Unsurprisingly, buVaR will fail these tests even under benign conditions since, by design, this metric is non-i.i.d. (its day-to-day distribution is conditional on the cycle). For example, one can apply standard statistical tests on the (inflated) buVaR return time series and show that it is not i.i.d. Without the convenience of i.i.d., we will need to rely on other less consistent (and less precise) tests. We will test the effectiveness of buVaR by assessing its historical performance covering major financial assets and indices, over a long history and over specific stressful episodes.
Our test is similar to the way a trader would test a trading system—it is subjective, performance-based, and not based on strict hypothesis testing. First, and perhaps most importantly, we check visually to ensure that buVaR is generally doing what it is designed to perform. In particular, we look for evidence of:
The test coverage as shown in Table 15.1 is chosen to broadly represent global financial markets. The buVaR is then computed with parameters as described in Chapter 13. Refer to Spreadsheet 13.4 for a worked-out example. The bubble measure and the resulting buVaR are plotted for analysis. We also chart the expected tail loss (ETL) as a base case for comparison.

Source excerpt
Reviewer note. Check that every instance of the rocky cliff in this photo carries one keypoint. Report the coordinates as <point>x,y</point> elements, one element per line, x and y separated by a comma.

What to produce
Retype a portion of the buVaR passage above, beginning at the words "Our test is" and stopping after "case for comparison.".

Solution for this exercise
Our test is similar to the way a trader would test a trading system—it is subjective, performance-based, and not based on strict hypothesis testing. First, and perhaps most importantly, we check visually to ensure that buVaR is generally doing what it is designed to perform. In particular, we look for evidence of:
The test coverage as shown in Table 15.1 is chosen to broadly represent global financial markets. The buVaR is then computed with parameters as described in Chapter 13. Refer to Spreadsheet 13.4 for a worked-out example. The bubble measure and the resulting buVaR are plotted for analysis. We also chart the expected tail loss (ETL) as a base case for comparison.